[Texte fourni]
***

Ramzy Baroud sur la Palestine, la solidarité et les JO de Tokyo

La vérité est que, pour nous, Palestiniens, les Jeux Olympiques n’ont rien d’un exercice ethnocentrique. Notre relation aux JO n’est pas simplement inspirée par la race, la nationalité ou la religion, mais par l’humanité même.

Aux JO de 2016, le drapeau de la Palestine était porté par une Palestinienne. (Photo : via Twitter)

Ramzy Baroud, 4 août 2021

Quand la délégation olympique palestinienne de cinq athlètes – vêtus de tenues traditionnelles palestiniennes et portant le drapeau palestinien – a parcouru le stade olympique de Tokyo lors de la cérémonie d’inauguration, le 23 juillet, j’ai été submergé de fierté et de nostalgie.

J’ai grandi en regardant les JO. Comme nous tous. Tout au long de ce mois d’événements sportifs internationaux, les JO constituaient le principal sujet de discussion parmi les réfugiés de mon camp, à Gaza, où je suis né.

Au contraire d’autres compétitions sportives comme le football, il n’était pas nécessaire de se préoccuper du sport même pour apprécier la signification politique sous-jacente des JO. Tout l’exercice semblait politique.

Toutefois, la politique des JO ne ressemble pas à la politique de tous les jours. En effet, elle traite de quelque chose de bien plus profond, qui a trait à l’identité, la culture, les luttes nationales de libération, l’égalité, la race et, oui, la liberté.  

Avant la première participation olympique de la Palestine, en 1996, avec un seul athlète, Majed Abu Marahi, nous applaudissions – et nous le faisons toujours – à tous les pays qui semblaient transmettre nos expériences collectives ou partager une partie de notre histoire.

Dans notre camp de réfugiés de Gaza, dans une petite pièce de séjour souvent surchauffée et modestement meublée, ma famille, nos amis et nos voisins se réunissaient autour d’un petit téléviseur en noir et blanc. Pour nous, la cérémonie d’ouverture était toujours d’une importance capitale. Bien que souvent la caméra ne consacre que quelques secondes à chaque délégation, ces quelques secondes étaient tout ce dont nous avions besoin pour exprimer nos positions politiques sur chaque pays représenté. Il n’était pas surprenant, dès lors, que nous applaudissions à tous les pays africains et arabes, sautions de joie quand les Cubains apparaissaient et conspuions ceux qui avaient contribué à l’occupation militaire de notre patrie par Israël.

***

[Données fournies]

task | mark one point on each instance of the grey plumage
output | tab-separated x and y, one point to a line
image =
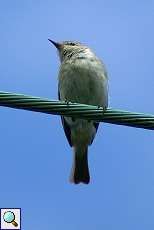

***

[Consigne] Donnez la suite du texte sur les Palestiniens et les Jeux Olympiques, en reprenant juste après sa dernière phrase. Ces lignes n'entrent pas en compte ici.

[Votre réponse]
Imaginez le chaos qui régnait dans notre pièce de séjour quand tout un petit groupe de personnes y allaient de commentaires bruyants et rapides sur chaque pays, en expliquant tous en même temps pourquoi il nous fallait applaudir ou huer :

« Les Cubains aiment la Palestine », « L’Afrique du Sud est le pays de Mandela », « Les Français ont donné des avions de combat Mirage à Israël », « Les Américains sont partiaux en faveur d’Israël », « Le président de tel ou tel pays a déclaré que les Palestiniens méritaient la liberté », « Le Kenya lui aussi a été occupé par les Britanniques », etc.

Le jugement n’était pas toujours facile puisque, parfois, personne d’entre nous n’était capable de fournir une déclaration concluante afin d’expliquer pourquoi nous aurions dû applaudir ou siffler. Par exemple, un pays africain qui avait normalisé ses relations avec Israël nous aurait mis à l’arrêt : nous haïssions son gouvernement mais nous aimions son peuple. De nombreux dilemmes moraux de ce genre restaient souvent sans réponse.

Ces dilemmes existaient même avant ma naissance. La précédente génération de Palestiniens était elle aussi aux prises avec ce genre de dilemmes pressants. Par exemple, quand les athlètes afro-américains Tommie Smith et John Carlos levèrent le poing lors de la cérémonie de remise des médailles aux JO d’octobre 1968 à Mexico, cela aussi doit avoir été une question philosophique à laquelle les résidents de mon camp de réfugiés ont eu du mal à répondre sans hésiter. D’une part, nous haïssions le rôle historiquement dévastateur joué – et c’est toujours le cas de nos jours – par les États-Unis en armant, finançant et soutenant politiquement Israël. Sans ce soutien, il aurait été impossible à Israël de maintenir en place, tout en en profitant, son actuel système d’occupation militaire et d’apartheid. D’autre part, nous soutenions, et nous continuons à le faire, les Afro-Américains dans leur combat légitime pour l’égalité et la justice. Dans ces situations, la solution est souvent que nous devrions soutenir les sportifs tout en rejetant les pays qu’ils représentent.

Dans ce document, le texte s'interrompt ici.